TEXT SHOWN
——————

[PATCH 1/2] nvme: make NVMe freeze API reliably

Tue Sep 6 22:58:14 PDT 2022


On 2022/9/7 10:06, Ming Lei wrote:
> On Wed, Sep 07, 2022 at 09:18:52AM +0800, Chao Leng wrote:
>>
>>
>> On 2022/9/7 8:33, Ming Lei wrote:
>>> On Tue, Sep 06, 2022 at 05:32:01PM +0800, Chao Leng wrote:
>>>>
>>>>
>>>> On 2022/9/6 16:45, Ming Lei wrote:
>>>>> On Thu, Aug 25, 2022 at 06:02:33PM +0800, Chao Leng wrote:
>>>>>>
>>>>>>
>>>>>> On 2022/8/21 16:47, Ming Lei wrote:
>>>>>>> From: Keith Busch <kbusch at kernel.org>
>>>>>>>
>>>>>>> In some corner cases[1], freeze wait and unfreeze API may be called on
>>>>>>> unfrozen queue, add one per-ns flag of NVME_NS_FREEZE to make these
>>>>>>> freeze APIs more reliably, then this kind of issues can be avoided.
>>>>>>> And similar approach has been applied on stopping/quiescing nvme queues.
>>>>>> This leads to another problem: the process that needs to be
>>>>>> in the frozen state is not actually frozen.
>>>>>> It's not safe.
>>>>>
>>>>> The flag is just to control if queue wait is needed, blk_mq_freeze_queue_wait
>>>>> can be done only the flag is set. Not sure how it isn't safe.
>>>> I thought that the use of NVME_NS_FREEZE was the same as NVME_NS_STOPPED.
>>>> If just set_bit in nvme_start_freeze, it will cause another problem in
>>>> below scenario.
>>>> A: start freeze and set the bit;B:start freeze and set the bit;
>>>> and then
>>>> A:test and clear the bit, and unfreeze;B: test and skip;
>>>> The queue will be frozen for ever.
>>>
>>> One simple approach is to replace down_read(->namespaces_rwsem) with
>>> down_write(->namespaces_rwsem) in nvme_start_freeze() and
>>> nvme_unfreeze().
>>>
>>>>
>>>> In addition, I think patch 2/2 can fix the bug well, patch 1/2 is not necessary.
>>>> No matter how to use NVME_NS_FREEZE , it may cause problems.
>>>> The freeze mechanism is perfect, and no additional protection mechanism is required.
>>>
>>> block layer requires queue freeze and unfreeze APIs to be called in
>>> pair strictly, that is why I add the 1st patch.
>>  From your bug analysis, the reason is that nvme_wait_freeze is called without nvme_start_freeze.

——————

RECORDS
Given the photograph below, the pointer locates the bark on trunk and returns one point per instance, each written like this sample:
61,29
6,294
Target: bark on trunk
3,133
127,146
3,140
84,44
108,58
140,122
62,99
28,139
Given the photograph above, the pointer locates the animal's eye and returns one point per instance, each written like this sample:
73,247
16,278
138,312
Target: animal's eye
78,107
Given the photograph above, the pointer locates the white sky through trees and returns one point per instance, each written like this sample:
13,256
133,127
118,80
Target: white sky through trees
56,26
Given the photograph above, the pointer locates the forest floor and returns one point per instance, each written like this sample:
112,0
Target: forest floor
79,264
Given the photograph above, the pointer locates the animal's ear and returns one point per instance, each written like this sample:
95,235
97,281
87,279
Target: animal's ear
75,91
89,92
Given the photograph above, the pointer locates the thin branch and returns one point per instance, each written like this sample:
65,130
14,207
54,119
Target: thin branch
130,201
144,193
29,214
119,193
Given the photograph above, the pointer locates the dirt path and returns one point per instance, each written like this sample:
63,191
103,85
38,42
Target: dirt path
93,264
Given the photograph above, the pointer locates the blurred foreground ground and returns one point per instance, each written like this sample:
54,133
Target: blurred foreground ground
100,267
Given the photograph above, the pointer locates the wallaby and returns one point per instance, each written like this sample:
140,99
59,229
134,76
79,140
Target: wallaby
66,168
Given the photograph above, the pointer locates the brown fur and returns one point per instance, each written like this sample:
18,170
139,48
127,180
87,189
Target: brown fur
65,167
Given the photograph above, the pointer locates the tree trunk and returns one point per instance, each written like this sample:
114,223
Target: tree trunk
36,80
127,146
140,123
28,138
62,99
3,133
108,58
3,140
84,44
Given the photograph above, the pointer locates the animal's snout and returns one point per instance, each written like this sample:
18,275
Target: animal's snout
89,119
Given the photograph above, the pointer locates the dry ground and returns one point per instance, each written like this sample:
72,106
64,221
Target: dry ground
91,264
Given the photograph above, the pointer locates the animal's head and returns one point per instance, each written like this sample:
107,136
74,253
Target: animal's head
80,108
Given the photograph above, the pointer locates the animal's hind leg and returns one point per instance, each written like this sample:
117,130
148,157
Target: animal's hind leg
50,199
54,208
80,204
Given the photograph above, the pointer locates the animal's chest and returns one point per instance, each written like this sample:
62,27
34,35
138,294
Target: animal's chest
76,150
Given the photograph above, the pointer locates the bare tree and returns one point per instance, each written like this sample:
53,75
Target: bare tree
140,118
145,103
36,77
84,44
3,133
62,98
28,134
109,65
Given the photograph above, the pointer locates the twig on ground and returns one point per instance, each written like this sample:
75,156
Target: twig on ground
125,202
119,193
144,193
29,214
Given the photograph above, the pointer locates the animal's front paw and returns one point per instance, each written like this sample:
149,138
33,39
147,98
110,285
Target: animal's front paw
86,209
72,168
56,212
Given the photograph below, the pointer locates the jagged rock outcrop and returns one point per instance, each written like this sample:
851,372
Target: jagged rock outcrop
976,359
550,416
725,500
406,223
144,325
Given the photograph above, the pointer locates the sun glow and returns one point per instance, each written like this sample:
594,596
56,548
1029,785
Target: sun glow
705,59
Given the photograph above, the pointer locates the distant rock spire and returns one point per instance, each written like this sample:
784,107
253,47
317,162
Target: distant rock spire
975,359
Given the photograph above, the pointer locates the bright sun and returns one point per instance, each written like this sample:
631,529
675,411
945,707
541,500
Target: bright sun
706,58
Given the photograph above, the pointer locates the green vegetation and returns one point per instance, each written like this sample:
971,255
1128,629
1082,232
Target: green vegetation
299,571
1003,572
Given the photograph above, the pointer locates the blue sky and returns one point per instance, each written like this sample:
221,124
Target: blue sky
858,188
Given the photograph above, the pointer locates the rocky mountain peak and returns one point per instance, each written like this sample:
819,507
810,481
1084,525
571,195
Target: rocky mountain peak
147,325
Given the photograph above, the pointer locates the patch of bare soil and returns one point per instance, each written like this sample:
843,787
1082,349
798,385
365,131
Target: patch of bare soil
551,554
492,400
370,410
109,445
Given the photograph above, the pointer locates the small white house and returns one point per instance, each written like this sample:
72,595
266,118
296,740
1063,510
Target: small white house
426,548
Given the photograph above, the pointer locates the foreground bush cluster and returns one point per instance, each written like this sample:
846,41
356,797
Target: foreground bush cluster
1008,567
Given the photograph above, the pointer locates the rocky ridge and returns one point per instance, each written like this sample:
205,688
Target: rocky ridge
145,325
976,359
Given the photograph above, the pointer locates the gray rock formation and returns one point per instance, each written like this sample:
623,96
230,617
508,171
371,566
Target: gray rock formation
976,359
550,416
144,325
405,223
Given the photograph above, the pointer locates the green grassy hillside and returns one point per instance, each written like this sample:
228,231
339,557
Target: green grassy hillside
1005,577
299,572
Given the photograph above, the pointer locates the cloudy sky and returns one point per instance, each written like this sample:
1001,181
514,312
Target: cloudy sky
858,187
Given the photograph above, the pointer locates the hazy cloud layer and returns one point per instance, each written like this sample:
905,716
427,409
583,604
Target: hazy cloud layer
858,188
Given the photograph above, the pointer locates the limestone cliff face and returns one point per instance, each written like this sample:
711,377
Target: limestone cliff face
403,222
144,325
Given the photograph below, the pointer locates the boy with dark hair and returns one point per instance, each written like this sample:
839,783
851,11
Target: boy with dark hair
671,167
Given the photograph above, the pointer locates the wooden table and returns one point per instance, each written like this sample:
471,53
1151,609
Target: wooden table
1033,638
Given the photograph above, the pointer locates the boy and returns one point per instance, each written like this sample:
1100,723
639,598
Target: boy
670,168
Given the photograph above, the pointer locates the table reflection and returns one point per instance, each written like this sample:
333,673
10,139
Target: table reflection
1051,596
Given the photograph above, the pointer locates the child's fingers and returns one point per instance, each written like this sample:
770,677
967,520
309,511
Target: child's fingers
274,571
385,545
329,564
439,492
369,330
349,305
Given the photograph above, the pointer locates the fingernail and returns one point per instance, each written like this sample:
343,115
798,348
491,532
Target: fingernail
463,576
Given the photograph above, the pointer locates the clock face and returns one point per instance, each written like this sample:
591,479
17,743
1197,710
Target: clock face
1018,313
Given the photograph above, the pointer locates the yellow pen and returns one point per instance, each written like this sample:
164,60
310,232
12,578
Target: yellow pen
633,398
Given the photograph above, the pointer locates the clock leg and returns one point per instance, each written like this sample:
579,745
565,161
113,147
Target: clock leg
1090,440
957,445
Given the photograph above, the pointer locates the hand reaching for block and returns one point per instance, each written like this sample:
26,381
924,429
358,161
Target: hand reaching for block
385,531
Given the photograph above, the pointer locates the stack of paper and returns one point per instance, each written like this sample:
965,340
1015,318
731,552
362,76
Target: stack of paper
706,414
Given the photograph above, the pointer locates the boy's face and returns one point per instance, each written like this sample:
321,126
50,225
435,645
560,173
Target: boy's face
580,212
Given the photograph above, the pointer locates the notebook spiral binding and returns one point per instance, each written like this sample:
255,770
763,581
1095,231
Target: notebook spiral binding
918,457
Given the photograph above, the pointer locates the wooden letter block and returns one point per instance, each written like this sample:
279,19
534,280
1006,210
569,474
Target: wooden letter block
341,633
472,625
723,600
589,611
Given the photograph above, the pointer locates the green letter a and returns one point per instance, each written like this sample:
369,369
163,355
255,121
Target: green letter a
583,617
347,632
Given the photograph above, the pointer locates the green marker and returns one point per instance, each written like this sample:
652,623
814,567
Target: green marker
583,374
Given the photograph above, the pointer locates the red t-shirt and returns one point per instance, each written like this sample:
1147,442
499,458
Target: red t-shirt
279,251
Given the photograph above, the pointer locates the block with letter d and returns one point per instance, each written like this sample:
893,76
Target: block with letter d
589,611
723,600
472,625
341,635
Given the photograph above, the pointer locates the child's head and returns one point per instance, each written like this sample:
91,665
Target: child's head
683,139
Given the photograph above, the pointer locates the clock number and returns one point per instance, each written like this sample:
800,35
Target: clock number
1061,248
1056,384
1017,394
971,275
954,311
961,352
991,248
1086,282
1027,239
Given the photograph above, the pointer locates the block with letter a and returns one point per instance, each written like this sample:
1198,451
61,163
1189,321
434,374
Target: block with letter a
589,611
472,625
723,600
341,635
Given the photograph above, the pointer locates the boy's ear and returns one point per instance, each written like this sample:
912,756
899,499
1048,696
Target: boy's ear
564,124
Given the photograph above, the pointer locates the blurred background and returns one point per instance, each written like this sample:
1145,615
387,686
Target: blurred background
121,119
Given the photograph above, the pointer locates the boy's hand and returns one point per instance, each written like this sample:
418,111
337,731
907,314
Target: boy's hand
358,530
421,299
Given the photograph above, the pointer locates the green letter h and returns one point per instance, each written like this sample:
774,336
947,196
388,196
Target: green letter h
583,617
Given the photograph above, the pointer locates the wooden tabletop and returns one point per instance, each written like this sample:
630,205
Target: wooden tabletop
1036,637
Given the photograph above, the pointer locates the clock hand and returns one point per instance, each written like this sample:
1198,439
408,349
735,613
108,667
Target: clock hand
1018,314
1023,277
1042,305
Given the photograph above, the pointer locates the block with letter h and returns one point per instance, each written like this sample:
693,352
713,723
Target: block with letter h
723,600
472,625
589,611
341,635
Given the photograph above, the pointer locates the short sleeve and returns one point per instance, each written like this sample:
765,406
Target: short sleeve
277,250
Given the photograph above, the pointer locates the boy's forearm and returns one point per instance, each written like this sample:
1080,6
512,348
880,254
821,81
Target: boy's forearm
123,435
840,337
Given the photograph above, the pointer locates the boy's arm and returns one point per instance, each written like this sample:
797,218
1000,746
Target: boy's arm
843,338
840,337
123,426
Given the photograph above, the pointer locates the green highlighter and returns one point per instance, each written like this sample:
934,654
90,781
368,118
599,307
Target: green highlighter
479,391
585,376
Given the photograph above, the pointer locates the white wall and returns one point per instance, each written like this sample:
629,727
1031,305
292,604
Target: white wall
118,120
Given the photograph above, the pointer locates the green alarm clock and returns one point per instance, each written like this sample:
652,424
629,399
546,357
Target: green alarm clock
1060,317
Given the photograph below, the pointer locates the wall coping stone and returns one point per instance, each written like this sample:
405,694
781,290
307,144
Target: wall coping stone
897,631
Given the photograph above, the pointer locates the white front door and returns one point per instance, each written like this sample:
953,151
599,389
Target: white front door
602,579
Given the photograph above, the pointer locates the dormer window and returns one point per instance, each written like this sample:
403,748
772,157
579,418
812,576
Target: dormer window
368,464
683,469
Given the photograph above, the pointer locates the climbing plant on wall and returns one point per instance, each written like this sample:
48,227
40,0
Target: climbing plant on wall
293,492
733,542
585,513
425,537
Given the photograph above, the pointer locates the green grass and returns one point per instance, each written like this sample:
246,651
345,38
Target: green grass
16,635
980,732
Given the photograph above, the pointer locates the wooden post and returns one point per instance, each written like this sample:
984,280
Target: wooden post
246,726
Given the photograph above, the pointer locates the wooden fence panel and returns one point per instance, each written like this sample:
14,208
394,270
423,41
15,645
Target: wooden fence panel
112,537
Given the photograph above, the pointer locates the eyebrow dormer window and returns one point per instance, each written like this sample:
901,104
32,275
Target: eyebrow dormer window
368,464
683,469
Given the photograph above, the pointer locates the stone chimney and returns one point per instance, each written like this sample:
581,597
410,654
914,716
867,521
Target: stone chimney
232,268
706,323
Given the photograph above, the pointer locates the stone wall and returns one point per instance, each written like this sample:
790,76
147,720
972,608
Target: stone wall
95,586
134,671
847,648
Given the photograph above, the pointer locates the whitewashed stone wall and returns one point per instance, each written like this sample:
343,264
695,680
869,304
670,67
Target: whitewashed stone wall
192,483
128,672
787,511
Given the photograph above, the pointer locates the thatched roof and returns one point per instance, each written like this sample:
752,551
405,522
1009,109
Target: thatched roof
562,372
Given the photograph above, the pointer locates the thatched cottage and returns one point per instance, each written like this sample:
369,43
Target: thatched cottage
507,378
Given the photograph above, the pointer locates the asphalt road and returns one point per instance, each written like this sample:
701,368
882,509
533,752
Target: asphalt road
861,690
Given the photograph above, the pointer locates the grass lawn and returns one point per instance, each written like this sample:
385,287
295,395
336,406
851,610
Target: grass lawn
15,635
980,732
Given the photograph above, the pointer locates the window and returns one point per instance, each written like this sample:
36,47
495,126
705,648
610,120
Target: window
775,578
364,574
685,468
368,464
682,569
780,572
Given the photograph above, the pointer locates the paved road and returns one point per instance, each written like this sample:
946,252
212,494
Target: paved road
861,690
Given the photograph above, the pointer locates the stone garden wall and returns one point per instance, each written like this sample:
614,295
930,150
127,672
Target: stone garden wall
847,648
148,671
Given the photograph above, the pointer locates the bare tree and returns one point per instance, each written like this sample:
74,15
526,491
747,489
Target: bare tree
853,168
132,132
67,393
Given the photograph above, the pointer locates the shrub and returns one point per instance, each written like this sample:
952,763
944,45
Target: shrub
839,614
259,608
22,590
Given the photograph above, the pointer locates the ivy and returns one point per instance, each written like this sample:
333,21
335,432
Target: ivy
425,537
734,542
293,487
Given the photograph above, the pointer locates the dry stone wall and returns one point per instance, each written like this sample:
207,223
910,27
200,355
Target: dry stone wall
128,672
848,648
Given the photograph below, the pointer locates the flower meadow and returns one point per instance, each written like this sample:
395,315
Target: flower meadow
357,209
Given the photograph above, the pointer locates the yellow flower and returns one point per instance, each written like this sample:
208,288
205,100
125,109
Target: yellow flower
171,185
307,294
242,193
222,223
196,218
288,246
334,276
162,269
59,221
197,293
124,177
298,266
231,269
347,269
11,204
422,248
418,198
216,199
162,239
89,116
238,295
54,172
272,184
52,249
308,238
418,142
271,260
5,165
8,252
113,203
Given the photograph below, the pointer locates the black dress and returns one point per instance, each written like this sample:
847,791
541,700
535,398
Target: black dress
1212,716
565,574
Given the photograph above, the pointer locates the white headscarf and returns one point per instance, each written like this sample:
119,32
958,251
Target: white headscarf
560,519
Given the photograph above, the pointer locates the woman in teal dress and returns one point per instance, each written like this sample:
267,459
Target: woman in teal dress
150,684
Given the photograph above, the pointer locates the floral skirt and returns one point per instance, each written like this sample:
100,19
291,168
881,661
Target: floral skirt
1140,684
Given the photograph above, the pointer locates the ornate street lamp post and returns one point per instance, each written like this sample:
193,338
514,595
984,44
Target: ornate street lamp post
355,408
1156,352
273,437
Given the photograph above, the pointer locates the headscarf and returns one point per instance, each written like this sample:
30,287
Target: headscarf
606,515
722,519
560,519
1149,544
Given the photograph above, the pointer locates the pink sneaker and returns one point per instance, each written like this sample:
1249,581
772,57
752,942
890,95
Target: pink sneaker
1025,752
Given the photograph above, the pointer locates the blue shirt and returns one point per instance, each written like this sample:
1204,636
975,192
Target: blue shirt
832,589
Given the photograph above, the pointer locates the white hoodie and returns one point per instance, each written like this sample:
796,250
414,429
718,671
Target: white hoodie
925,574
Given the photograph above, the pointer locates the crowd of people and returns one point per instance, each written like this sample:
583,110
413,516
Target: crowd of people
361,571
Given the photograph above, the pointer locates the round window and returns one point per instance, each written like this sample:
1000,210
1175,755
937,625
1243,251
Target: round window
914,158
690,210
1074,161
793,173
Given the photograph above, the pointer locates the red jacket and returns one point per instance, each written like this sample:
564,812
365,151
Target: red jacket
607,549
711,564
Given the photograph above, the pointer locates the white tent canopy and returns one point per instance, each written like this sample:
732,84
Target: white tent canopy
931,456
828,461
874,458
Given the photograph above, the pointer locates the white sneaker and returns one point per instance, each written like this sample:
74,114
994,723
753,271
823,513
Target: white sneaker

——————

THINGS TO DO
1. Turn the paragraph in the NVMe patch thread that begins "In some corner cases[1]" into a short list that keeps its main facts.
2. Write the next part of the NVMe patch thread, picking up right after its last sentence.
Nothing in the lines is needed for any of this.

THE RESPONSES
1.
- In some corner cases, the freeze wait and unfreeze API may be called on a queue that is not frozen.
- The fix adds a per-namespace flag, NVME_NS_FREEZE, to make the freeze APIs more reliable.
- This avoids that kind of issue.
- A similar approach is already used for stopping and quiescing nvme queues.

2.
>> patch 2/2 is already delete the nvme_wait_freeze.
>> If there is another bug of unmatched freeze and unfreeze,
>> can you describe the analysis of unmatched freeze and unfreeze?
>> The current patch 1/2 will introduce the unmatched freeze and unfreeze rather than solved it.
>> Maybe another patch is needed to fix the bug.
> 
> Please look at nvme_reset_work():
> 		...
> 		if (dev->online_queues < 2) {
> 			...
>          } else {
>                  nvme_start_queues(&dev->ctrl);
> 				nvme_wait_freeze(&dev->ctrl);
>                  if (!dev->ctrl.tagset)
>                          nvme_pci_alloc_tag_set(dev);
>                  else
>                          nvme_pci_update_nr_queues(dev);
>                  nvme_dbbuf_set(dev);
>                  nvme_unfreeze(&dev->ctrl);
> 		}
> 		...
> 
> nvme_wait_freeze() is called on unfrozen queue, so io hang is caused.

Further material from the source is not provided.